--- Reading passage ---

I'd love to see this explored more thoroughly.
Another issue, which the author only mentioned in passing, is how the customer gets to the market. If you live in San Francisco or New York, maybe you pass a farmer's market on the way to work, or you can walk a few blocks to get to one. My job is in the suburbs, and I live near my job. But there are no farmer's markets near me. I finally found one that was open at hours when I could go, and it was 25 miles away. That means every time I wanted to buy some local vegetables, I had to make a 50 mile round trip. That's definitely not very efficient, compared to shopping at the local grocery store which is within walking distance of my apartment (but doesn't carry "local" produce).
There is something vaguely...odd about the tenor of the article. We are talking about food. The thing that keeps up us alive and we're quibbling about our incredible ability to get up and go buy food. Who could have ever guessed the struggle to get sustenance would be supplanted by a rejection of the bounty of that sustenance because it wasn't grown within a few miles?
And yet, I very much sympathize with people who take the article's concepts very seriously and want/need to do something. The awareness of our impact on things is what is needed to find a solution. But so much of this feels like a fad, as though we're committing ourselves to an agrarian system based on what we *think* is purer and more in tune with nature, but only when it comes to food. Otherwise it's business as usual. Bottled water, not bottled water; locally organic or not -- these seem like superficialities made to soothe our minds, not really to answer the more difficult issues our way of life poses.
I do not mean to be critical; I'm just making an observation. I am trying to figure this out along with others.
I'd love to see these things explored more thoroughly as well. I can see that if you live in San Francisco, most foods could already be "local" whether advertised as such or not. The area around San Francisco has a pretty constant growing season so it does not suffer seasonally to the same extent as much of the country. On the east coast food is just as likely to be shipped From CA as from anywhere nearby. In the winter nearly everything comes from CA or Mexico.

--- Written request 1 ---
List every place in the discussion of local food that is named with a proper noun.
--- Written request 2 ---
Extend the discussion of local food, starting right after its final sentence.

--- Supplied records ---

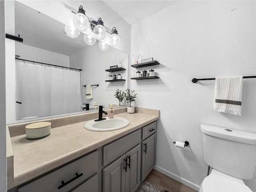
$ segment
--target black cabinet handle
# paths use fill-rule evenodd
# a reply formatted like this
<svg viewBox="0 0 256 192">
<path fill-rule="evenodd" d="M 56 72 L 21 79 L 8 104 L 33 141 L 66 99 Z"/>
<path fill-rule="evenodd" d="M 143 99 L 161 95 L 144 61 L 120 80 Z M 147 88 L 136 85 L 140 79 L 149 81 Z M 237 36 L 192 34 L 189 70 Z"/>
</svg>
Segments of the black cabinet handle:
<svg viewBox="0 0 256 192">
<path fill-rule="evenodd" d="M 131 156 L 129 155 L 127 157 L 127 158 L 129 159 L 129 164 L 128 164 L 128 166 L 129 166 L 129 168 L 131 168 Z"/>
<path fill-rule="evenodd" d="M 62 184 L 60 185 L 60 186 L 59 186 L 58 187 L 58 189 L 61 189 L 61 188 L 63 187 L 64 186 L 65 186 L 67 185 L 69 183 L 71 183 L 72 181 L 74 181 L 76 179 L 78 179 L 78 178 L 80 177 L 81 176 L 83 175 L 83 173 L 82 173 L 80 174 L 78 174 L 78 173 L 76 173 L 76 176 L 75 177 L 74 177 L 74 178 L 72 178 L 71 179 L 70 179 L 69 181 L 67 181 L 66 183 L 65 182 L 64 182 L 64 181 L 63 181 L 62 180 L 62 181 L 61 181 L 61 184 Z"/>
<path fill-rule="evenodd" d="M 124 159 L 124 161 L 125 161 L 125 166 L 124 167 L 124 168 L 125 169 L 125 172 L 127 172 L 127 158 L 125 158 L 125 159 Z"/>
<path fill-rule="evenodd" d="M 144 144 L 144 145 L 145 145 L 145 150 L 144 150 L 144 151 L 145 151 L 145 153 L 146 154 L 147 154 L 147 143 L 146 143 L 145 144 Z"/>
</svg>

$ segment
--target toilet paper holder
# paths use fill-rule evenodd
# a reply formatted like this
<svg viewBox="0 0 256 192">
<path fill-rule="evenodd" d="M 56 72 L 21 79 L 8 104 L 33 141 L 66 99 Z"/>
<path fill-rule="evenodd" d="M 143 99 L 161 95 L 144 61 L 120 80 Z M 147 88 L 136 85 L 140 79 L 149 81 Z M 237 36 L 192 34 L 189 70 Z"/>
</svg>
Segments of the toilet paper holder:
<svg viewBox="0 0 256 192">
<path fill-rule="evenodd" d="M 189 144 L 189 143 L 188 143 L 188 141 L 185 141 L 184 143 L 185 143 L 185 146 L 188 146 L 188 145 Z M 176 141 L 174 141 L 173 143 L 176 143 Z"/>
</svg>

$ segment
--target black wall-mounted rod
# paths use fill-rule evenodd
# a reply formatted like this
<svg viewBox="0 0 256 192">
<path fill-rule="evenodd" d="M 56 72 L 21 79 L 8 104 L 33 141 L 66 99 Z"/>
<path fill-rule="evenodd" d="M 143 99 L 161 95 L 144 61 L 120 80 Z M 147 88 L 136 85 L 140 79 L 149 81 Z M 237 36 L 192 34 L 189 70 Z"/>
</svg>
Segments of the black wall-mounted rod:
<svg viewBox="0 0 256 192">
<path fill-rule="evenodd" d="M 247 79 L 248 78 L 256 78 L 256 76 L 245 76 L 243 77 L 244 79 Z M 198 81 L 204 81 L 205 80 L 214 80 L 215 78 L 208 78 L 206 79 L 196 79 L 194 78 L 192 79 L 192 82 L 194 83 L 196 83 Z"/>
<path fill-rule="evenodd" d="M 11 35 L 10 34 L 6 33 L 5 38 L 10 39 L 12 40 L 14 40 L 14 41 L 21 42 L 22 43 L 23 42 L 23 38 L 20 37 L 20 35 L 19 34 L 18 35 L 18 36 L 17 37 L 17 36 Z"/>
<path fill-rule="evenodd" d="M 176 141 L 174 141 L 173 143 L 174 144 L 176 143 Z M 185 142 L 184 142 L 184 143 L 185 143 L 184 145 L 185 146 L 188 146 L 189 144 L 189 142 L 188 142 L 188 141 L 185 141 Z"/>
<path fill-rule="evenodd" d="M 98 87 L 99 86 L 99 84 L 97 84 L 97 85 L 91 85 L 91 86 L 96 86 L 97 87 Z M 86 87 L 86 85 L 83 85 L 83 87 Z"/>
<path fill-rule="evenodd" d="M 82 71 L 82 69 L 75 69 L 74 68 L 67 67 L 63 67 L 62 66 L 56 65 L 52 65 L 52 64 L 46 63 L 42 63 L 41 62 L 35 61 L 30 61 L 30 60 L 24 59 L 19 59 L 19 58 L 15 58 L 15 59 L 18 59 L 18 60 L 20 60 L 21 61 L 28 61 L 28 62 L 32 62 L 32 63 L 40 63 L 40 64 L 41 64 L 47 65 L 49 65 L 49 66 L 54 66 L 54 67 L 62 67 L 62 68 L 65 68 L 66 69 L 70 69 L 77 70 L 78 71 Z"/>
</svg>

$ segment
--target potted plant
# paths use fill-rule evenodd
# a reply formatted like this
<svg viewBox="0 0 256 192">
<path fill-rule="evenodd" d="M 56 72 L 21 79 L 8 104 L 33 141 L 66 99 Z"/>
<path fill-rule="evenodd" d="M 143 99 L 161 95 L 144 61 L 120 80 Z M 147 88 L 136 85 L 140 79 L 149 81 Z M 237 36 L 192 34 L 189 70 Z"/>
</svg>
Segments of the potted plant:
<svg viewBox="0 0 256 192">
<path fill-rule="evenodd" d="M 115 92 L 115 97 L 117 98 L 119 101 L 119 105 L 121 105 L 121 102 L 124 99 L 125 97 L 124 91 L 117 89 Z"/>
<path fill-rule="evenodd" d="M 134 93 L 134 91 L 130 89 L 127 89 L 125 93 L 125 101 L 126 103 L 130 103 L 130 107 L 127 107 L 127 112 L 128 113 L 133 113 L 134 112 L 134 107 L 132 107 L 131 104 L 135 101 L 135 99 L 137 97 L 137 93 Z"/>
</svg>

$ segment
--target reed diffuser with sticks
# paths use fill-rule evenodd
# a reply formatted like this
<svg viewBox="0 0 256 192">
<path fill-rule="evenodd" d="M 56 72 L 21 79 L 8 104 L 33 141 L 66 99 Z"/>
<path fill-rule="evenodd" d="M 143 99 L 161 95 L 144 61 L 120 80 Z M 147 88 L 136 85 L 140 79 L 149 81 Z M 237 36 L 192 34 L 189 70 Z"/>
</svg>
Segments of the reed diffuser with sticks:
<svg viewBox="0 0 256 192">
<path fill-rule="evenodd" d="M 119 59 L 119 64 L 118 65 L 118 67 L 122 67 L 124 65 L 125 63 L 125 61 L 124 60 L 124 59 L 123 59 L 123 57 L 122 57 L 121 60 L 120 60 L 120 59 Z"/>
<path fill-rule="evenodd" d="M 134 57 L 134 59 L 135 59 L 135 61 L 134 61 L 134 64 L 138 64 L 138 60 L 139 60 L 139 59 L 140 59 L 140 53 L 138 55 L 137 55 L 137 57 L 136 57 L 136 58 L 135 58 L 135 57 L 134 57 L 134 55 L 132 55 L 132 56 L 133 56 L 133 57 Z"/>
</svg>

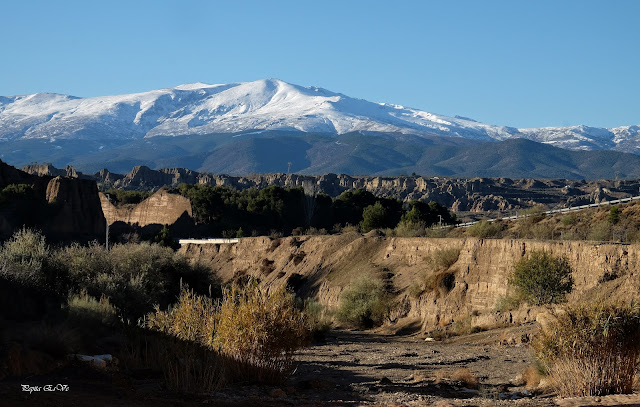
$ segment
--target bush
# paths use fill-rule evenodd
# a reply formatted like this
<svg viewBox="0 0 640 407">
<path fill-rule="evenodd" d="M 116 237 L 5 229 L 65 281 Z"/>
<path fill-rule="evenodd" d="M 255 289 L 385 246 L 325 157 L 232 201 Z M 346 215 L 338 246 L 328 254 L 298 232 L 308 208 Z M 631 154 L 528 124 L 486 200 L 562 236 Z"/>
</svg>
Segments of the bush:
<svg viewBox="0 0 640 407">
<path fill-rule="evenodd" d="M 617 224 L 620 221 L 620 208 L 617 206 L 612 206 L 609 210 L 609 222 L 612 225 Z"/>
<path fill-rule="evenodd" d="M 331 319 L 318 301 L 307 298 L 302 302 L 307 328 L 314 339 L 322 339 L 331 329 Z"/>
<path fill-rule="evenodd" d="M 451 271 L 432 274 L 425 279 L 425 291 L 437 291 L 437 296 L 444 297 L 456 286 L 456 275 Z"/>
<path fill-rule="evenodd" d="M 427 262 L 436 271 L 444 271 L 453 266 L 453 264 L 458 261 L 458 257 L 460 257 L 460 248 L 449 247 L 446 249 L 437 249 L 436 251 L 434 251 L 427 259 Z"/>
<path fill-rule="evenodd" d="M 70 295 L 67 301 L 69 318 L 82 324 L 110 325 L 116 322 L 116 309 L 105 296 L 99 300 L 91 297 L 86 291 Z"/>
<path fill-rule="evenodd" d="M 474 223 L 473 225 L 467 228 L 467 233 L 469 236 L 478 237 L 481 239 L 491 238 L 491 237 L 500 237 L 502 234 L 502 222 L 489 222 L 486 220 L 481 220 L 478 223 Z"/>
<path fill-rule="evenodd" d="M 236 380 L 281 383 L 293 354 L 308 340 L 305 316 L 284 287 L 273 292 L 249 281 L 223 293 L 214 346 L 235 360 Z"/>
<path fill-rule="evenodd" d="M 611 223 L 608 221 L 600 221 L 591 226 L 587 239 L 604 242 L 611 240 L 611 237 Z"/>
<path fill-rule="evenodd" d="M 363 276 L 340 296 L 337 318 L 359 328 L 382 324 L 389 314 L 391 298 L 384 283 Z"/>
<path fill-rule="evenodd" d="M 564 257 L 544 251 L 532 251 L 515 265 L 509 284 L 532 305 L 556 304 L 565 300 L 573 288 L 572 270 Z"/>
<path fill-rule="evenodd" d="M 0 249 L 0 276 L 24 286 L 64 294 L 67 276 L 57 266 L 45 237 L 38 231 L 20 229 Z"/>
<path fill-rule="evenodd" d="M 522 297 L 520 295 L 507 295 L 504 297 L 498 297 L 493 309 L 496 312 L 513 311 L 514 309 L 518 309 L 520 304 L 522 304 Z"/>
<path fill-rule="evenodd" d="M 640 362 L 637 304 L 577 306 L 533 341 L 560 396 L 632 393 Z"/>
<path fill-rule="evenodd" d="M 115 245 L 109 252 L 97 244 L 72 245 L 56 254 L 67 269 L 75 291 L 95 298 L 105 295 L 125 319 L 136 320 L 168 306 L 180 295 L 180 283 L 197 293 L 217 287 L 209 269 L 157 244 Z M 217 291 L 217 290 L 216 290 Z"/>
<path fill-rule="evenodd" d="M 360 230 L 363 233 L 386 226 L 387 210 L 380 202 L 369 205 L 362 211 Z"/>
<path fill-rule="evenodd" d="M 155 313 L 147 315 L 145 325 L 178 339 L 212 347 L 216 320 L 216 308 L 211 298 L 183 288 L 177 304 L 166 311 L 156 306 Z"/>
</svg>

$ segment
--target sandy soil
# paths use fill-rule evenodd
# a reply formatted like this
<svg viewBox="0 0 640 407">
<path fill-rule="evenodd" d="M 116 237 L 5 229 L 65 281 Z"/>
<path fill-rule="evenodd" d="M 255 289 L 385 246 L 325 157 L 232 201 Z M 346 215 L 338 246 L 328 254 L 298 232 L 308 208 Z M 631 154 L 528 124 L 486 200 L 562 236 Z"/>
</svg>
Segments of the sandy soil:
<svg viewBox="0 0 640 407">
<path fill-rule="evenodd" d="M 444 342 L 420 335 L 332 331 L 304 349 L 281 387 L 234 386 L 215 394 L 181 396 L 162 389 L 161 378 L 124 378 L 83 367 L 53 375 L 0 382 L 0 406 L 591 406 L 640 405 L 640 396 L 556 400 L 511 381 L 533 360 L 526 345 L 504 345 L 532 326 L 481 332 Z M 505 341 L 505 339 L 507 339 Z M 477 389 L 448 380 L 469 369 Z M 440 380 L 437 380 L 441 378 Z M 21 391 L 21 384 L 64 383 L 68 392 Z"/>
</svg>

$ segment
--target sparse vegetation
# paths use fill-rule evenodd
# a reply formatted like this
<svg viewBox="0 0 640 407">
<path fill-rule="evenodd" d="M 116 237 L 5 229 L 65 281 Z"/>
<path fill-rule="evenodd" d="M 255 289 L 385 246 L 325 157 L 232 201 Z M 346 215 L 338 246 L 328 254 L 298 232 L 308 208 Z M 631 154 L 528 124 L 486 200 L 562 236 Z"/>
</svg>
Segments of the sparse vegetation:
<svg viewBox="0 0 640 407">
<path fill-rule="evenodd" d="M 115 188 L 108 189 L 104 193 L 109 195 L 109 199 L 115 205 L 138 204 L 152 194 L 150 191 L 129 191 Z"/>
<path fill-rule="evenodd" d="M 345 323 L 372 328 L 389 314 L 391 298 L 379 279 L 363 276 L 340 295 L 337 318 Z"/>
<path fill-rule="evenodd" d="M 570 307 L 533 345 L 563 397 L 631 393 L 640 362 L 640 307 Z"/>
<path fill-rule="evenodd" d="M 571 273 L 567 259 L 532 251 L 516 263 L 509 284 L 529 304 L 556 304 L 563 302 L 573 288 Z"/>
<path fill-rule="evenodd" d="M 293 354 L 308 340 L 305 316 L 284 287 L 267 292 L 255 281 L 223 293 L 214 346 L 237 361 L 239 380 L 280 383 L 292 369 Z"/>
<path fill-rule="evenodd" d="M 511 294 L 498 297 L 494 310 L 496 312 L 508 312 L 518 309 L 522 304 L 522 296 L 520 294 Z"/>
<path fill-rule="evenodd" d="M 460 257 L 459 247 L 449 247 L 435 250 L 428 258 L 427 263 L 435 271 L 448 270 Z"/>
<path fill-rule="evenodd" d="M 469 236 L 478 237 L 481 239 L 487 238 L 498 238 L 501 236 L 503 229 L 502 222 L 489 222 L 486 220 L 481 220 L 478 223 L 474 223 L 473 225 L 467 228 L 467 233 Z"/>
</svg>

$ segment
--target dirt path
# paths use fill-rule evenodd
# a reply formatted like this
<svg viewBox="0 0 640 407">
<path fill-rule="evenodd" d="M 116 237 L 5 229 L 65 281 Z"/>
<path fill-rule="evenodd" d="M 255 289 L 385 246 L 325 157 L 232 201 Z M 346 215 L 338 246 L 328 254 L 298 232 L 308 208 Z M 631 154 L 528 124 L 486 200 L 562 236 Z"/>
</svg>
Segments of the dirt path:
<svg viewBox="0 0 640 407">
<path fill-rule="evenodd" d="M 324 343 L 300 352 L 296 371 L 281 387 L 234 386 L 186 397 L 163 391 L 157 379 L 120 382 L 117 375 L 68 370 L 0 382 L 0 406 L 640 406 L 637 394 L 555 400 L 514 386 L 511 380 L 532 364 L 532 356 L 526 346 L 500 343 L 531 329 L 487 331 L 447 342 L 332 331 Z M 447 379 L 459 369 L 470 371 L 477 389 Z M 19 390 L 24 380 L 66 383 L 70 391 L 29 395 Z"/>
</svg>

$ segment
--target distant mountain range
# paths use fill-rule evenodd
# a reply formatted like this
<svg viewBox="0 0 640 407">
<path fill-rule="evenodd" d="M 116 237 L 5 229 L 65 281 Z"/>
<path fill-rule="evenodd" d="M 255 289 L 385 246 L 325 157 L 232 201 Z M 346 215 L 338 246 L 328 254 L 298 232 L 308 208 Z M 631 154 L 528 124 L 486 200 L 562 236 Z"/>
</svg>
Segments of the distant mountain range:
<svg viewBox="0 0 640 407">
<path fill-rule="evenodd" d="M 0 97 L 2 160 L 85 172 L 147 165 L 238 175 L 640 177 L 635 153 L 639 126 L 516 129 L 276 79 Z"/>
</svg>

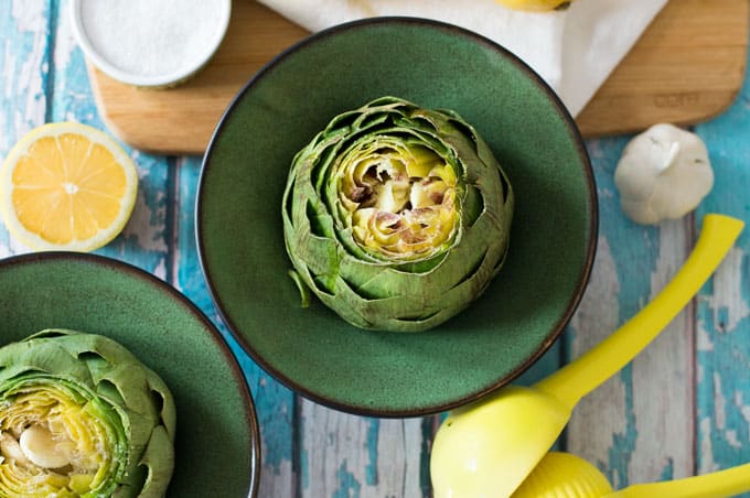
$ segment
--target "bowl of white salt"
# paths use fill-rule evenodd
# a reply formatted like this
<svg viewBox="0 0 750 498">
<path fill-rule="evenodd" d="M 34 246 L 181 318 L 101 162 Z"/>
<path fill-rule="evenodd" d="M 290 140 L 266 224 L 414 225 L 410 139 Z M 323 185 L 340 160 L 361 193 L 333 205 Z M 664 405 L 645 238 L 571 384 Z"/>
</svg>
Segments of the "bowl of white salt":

--- Final answer 1 ---
San Francisco, New York, CA, Mexico

--- Final answer 2 ---
My family has been attempting to eat reasonably locally/organically for the past couple years and we've found the last couple months of winter pretty dreary. Fresh lettuce and tomatoes are available, but they're from Mexico or CA and the potatoes and cabbage that are available locally are not too appetizing.
I'm very lucky that much of the state I live in is still family farms and there are several organic farms to choose from. Local + organic + affordable is pretty attainable within 50 miles. The tough part is winter: Cabbage & potatoes, potatoes & cabbage, ad nauseam...
All the more reason to consider, if you have even a scrap of sun (yard or patio), doing a Square Foot Garden raised bed to grow some of your own vegetables.
It's simple. It's amazingly productive. It's delicious. It's fun. It involves NO transportation.
Get the book, Square Foot Gardening, &/or check out www.squarefootgardening.com. And for a more sophisticated view, read about Fritz Haeg's work, Edible Estates.
The common sense solution is so often overlooked.
This is insightful research, but if you take it at face value, the logical conclusion is to move towards increasingly specialized and intensive agricultural methods with higher volume transport. This only deepens the unsustainable agricultural hole we are digging for ourselves already, with unsustainable topsoil and aquifer depletion.
Perhaps the problem is that farmer's market produce is not local enough.
There's a small movement of people who produce much of their food in their own yards, using a self-sustaining combination of locally adapted wild plants. Soil is enriched by compost to close the fertilizer cycle. Watering is aided by rainwater storage and irrigation.
I'm sure many people look upon backyard agriculture with disdain, but what are the (sustainable) alternatives?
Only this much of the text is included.